> [Consegna] Trascrivi tutto il materiale seguente in una tabella Markdown con le colonne «Numero» e «Riga». Numera ogni riga di testo in ordine progressivo e tralascia quelle vuote.
┌─ Righe in ingresso
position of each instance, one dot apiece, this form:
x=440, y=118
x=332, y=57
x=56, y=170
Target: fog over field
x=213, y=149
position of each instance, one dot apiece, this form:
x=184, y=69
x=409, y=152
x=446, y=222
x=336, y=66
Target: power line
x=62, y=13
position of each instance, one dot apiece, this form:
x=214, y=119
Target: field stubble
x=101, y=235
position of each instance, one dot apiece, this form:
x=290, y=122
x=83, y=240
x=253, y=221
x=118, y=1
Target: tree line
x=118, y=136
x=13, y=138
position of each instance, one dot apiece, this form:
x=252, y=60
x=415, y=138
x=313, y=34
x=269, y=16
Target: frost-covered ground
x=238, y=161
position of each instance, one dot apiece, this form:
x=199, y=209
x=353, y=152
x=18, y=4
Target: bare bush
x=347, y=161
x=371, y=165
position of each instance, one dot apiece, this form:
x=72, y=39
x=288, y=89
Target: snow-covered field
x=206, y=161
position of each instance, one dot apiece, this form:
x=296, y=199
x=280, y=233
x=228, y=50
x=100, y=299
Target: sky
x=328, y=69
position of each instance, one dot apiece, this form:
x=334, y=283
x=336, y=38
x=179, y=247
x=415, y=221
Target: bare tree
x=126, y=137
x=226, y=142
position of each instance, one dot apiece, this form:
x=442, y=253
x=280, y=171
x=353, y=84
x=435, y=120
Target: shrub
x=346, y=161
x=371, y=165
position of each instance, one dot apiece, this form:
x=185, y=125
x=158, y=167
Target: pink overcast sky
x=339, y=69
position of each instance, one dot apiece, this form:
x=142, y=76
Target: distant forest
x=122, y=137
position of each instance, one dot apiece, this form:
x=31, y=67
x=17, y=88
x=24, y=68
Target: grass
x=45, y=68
└─
> [Soluzione corretta]
| Numero | Riga |
|---|---|
| 1 | position of each instance, one dot apiece, this form: |
| 2 | x=440, y=118 |
| 3 | x=332, y=57 |
| 4 | x=56, y=170 |
| 5 | Target: fog over field |
| 6 | x=213, y=149 |
| 7 | position of each instance, one dot apiece, this form: |
| 8 | x=184, y=69 |
| 9 | x=409, y=152 |
| 10 | x=446, y=222 |
| 11 | x=336, y=66 |
| 12 | Target: power line |
| 13 | x=62, y=13 |
| 14 | position of each instance, one dot apiece, this form: |
| 15 | x=214, y=119 |
| 16 | Target: field stubble |
| 17 | x=101, y=235 |
| 18 | position of each instance, one dot apiece, this form: |
| 19 | x=290, y=122 |
| 20 | x=83, y=240 |
| 21 | x=253, y=221 |
| 22 | x=118, y=1 |
| 23 | Target: tree line |
| 24 | x=118, y=136 |
| 25 | x=13, y=138 |
| 26 | position of each instance, one dot apiece, this form: |
| 27 | x=252, y=60 |
| 28 | x=415, y=138 |
| 29 | x=313, y=34 |
| 30 | x=269, y=16 |
| 31 | Target: frost-covered ground |
| 32 | x=238, y=161 |
| 33 | position of each instance, one dot apiece, this form: |
| 34 | x=199, y=209 |
| 35 | x=353, y=152 |
| 36 | x=18, y=4 |
| 37 | Target: bare bush |
| 38 | x=347, y=161 |
| 39 | x=371, y=165 |
| 40 | position of each instance, one dot apiece, this form: |
| 41 | x=72, y=39 |
| 42 | x=288, y=89 |
| 43 | Target: snow-covered field |
| 44 | x=206, y=161 |
| 45 | position of each instance, one dot apiece, this form: |
| 46 | x=296, y=199 |
| 47 | x=280, y=233 |
| 48 | x=228, y=50 |
| 49 | x=100, y=299 |
| 50 | Target: sky |
| 51 | x=328, y=69 |
| 52 | position of each instance, one dot apiece, this form: |
| 53 | x=334, y=283 |
| 54 | x=336, y=38 |
| 55 | x=179, y=247 |
| 56 | x=415, y=221 |
| 57 | Target: bare tree |
| 58 | x=126, y=137 |
| 59 | x=226, y=142 |
| 60 | position of each instance, one dot apiece, this form: |
| 61 | x=442, y=253 |
| 62 | x=280, y=171 |
| 63 | x=353, y=84 |
| 64 | x=435, y=120 |
| 65 | Target: shrub |
| 66 | x=346, y=161 |
| 67 | x=371, y=165 |
| 68 | position of each instance, one dot apiece, this form: |
| 69 | x=185, y=125 |
| 70 | x=158, y=167 |
| 71 | Target: pink overcast sky |
| 72 | x=339, y=69 |
| 73 | position of each instance, one dot apiece, this form: |
| 74 | x=142, y=76 |
| 75 | Target: distant forest |
| 76 | x=122, y=137 |
| 77 | position of each instance, one dot apiece, this form: |
| 78 | x=31, y=67 |
| 79 | x=17, y=88 |
| 80 | x=24, y=68 |
| 81 | Target: grass |
| 82 | x=45, y=68 |